- _Entries drawn from a collection_
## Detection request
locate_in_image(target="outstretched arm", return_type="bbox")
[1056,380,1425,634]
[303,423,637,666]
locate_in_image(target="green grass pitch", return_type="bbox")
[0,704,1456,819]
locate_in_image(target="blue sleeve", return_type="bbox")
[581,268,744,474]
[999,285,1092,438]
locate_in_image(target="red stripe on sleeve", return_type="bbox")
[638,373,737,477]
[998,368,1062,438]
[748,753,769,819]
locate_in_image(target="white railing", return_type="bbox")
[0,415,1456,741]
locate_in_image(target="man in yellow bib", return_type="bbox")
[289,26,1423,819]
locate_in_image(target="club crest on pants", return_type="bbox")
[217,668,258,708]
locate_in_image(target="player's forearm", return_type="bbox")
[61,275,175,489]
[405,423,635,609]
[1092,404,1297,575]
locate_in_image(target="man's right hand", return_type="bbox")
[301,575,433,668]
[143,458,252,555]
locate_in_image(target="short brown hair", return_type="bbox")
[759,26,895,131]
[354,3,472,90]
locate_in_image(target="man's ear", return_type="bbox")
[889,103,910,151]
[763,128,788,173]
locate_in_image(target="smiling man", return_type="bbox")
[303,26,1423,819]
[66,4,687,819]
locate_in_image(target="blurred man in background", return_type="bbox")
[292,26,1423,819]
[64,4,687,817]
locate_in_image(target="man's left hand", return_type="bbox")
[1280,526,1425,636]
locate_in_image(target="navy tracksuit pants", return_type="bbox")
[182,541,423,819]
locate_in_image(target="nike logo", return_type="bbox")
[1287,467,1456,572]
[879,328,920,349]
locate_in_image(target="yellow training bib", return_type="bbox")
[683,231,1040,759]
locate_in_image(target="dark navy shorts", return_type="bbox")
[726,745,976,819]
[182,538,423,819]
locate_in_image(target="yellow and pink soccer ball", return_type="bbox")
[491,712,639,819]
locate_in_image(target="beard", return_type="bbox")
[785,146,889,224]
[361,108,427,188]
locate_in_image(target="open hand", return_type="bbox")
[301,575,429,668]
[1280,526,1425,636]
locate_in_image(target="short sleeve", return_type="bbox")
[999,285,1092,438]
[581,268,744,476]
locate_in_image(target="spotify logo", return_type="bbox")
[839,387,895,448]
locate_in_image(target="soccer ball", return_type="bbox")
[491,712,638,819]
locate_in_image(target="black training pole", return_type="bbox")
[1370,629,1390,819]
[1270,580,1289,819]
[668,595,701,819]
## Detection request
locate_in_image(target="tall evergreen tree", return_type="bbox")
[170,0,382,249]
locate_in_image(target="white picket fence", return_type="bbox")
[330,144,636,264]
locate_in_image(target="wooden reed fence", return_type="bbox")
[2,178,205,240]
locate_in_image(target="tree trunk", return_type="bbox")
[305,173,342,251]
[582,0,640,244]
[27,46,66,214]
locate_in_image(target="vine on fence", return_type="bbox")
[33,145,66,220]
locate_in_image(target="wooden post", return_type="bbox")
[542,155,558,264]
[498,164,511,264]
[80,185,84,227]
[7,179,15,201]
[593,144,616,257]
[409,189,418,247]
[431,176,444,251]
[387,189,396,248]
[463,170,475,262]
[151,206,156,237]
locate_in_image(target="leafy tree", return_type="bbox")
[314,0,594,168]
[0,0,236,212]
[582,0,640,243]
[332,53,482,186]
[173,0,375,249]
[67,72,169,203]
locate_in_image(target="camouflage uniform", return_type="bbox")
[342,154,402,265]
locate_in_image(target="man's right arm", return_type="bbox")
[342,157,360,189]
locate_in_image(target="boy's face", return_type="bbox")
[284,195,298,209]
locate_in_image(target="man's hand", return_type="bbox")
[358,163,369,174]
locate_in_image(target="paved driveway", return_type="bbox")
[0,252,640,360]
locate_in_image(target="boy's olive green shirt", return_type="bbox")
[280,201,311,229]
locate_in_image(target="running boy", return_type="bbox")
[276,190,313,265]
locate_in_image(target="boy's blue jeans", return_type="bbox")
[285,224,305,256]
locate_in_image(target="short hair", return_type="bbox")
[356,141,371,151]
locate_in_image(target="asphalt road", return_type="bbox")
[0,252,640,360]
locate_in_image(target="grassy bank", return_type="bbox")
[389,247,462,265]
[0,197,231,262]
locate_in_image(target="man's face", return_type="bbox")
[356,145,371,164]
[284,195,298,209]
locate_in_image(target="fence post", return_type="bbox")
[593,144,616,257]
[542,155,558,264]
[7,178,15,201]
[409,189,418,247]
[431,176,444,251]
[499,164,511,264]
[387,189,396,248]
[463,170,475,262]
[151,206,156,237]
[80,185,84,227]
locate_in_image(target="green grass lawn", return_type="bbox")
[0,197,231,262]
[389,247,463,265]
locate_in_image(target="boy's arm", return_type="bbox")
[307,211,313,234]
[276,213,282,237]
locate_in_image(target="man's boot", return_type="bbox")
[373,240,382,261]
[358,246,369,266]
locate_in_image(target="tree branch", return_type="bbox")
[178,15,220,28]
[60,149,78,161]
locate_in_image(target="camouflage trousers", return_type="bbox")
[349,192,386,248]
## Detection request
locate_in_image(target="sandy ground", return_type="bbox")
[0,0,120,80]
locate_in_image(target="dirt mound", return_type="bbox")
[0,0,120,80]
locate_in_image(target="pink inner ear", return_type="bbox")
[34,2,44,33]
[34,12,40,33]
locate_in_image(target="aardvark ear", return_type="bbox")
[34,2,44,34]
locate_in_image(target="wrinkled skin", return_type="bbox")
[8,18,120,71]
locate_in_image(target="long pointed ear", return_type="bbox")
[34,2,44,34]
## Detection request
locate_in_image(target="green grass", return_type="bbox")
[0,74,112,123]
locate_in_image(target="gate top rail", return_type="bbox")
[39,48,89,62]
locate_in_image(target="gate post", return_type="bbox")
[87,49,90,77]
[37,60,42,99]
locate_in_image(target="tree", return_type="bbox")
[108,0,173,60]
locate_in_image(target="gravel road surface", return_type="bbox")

- _INSTRUCTIONS TO FOLLOW_
Reproduce the records above word for word, starting from their first line and going on through the line that contains "[763,128,788,173]".

- _FULL SOLUTION_
## Detection request
locate_in_image(target="outstretched arm", return_type="bbox")
[1056,380,1425,634]
[303,423,637,666]
locate_in_image(target="green grass pitch", return_type="bbox")
[0,704,1456,819]
locate_in_image(target="blue sleeve", return_type="bbox")
[581,268,744,474]
[999,285,1092,438]
locate_in_image(target="red stripe on sleeve", return_type="bbox")
[638,373,737,477]
[998,368,1062,438]
[748,753,769,819]
locate_in_image(target="white railing", return_type="bbox")
[0,415,1456,741]
locate_in_image(target="man in yellow bib", return_type="bbox")
[289,26,1423,819]
locate_in_image(target="club crest on pants", return_type="bbox")
[217,668,258,708]
locate_in_image(target="player's forearm", return_type="bbox")
[61,275,175,489]
[405,423,635,609]
[1092,404,1297,575]
locate_in_image(target="man's right hand", return_type="bbox")
[301,575,433,668]
[143,458,252,555]
locate_in_image(target="short brown hair", return_type="bbox")
[759,26,895,131]
[354,3,472,90]
locate_in_image(target="man's ear", return_type="bbox")
[889,103,910,151]
[763,128,788,173]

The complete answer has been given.